EXERCISE REQUIREMENTS →
**A.** Write out, word for word, the part of the memorial story that opens with the words containing "Overwhelmed by the" and closes with "addressed the audience.".
**B.** In the memorial story, where did Tony Barksdale grow up?
*** TEXT BLOCK Section Begins ***
Hundreds gather to remember Souhegan gradBy NANCY BEAN FOSTER
Sunday News Correspondent
March 09. 2013 9:20PM
AMHERST - As hundreds gathered at Souhegan High School on Saturday morning to say goodbye to Anthony Barksdale II, one of the concerns his mother Melanie Picard had been carrying with her since she lost her son last week was put to rest.
Overwhelmed by the outpouring of love and support, Picard rose from her seat in the front of the auditorium prior to the memorial service for the Souhegan High graduate and addressed the audience.
"I just want to yell thank you so much for loving our son because we loved him so much," she said, refusing to take the stage but wanting to be heard. "My biggest fear was that he'd be forgotten, but now I know he won't be."
By all accounts, Tony Barksdale, 18, was the kind of kid who brought love, laughter and a little bit of mischief into the lives of those who knew him. Alisa Faye, his older sister, dismissed the idea that the gathering should be a time of grief.
"Yesterday we cried and mourned," she said. "But today, we're going to celebrate everything Tony brought us, which was joy and happiness."
Faye said there were three types of people in the room on Saturday: Those who knew Tony for most of his life while he was growing up in Mont Vernon, those who had just come to know him, including his classmates at Boston University, and those who didn't get to know Tony at all.
"Those are the people I feel bad for," she said.
Like most sisters would, Faye described her little brother as "a pain in the butt."
"But you loved it when he was a pain or a nag because you knew it was how he showed you that he loved you," she said.
*** TEXT BLOCK Section Ends ***
*** EXTRACTED MATERIAL Section Begins ***
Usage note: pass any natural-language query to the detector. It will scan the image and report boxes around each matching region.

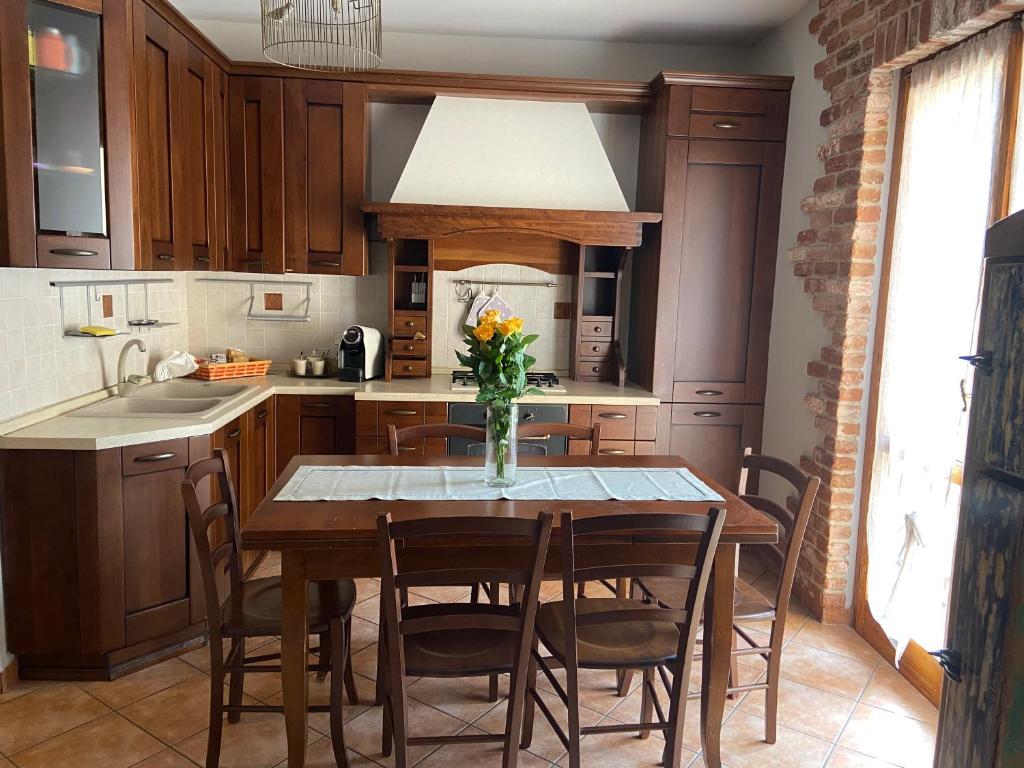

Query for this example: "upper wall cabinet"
[135,0,226,269]
[285,79,367,274]
[0,0,135,269]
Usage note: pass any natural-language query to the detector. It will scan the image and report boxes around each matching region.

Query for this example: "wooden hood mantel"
[362,203,662,248]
*** EXTRACTED MATERIAL Section Ends ***
ANSWERS BY TASK →
**A.**
Overwhelmed by the outpouring of love and support, Picard rose from her seat in the front of the auditorium prior to the memorial service for the Souhegan High graduate and addressed the audience.

**B.** Mont Vernon